— Task data —
· · · · ·
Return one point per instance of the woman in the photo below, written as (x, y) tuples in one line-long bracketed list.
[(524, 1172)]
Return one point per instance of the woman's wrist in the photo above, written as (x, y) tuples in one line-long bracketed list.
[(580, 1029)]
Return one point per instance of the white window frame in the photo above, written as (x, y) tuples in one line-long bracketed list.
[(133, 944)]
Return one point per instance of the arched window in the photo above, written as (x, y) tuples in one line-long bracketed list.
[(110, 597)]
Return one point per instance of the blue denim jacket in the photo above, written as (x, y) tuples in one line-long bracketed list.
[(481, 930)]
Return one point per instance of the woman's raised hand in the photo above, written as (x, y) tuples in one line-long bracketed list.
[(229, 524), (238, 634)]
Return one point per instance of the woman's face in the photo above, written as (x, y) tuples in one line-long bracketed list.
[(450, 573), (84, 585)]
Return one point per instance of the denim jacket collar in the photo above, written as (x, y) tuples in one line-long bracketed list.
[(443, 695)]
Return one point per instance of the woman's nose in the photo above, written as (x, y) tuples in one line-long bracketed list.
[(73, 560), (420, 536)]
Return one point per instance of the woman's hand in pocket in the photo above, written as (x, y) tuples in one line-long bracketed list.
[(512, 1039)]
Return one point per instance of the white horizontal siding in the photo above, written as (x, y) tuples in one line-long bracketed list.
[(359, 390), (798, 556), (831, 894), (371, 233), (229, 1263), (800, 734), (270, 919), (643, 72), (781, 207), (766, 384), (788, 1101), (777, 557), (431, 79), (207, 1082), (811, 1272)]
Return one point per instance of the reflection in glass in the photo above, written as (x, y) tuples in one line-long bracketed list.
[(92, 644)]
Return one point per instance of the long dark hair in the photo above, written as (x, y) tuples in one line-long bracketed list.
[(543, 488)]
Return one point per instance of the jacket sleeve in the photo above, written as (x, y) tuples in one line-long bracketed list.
· · · · ·
What should come out is the exact run of lines from the one holding "Return one point per instance of the denim" through the end of the records above, and nothing besides.

— Solution to this problem —
Return one point per instance of the denim jacket collar in the photo above, written as (x, y) tuples in one line-long bracketed list.
[(443, 695)]
Return one point per instance of the woman's nose in the photo above, written as (x, y) tuples in one line-long bracketed list.
[(73, 560), (420, 536)]
Return one point per instance of the woman's hand in pocket in the photo above, written as (x, y) tuples in one line-long bracketed list.
[(512, 1039)]
Return one point per instance of the white horizontal siding in the photo above, written as (x, y) tuples in one line-long bracketed list.
[(359, 390), (798, 556), (831, 894), (371, 233), (229, 1263), (800, 734), (270, 919), (643, 72), (781, 207), (766, 384), (788, 1101), (777, 557), (431, 79), (207, 1082), (811, 1272)]
Return one point per instance of the reflection in glass in the photo above, written as (x, y) tuples in one line-long bracketed list.
[(92, 644)]
Return one point per instance of the long dark hair in the photo above, written as (x, y) tuples in one line-long bracketed list.
[(543, 488)]
Return one point per instance of the jacket sleeve in the photo above, written as (x, y) tuples in one line-long bracketed list.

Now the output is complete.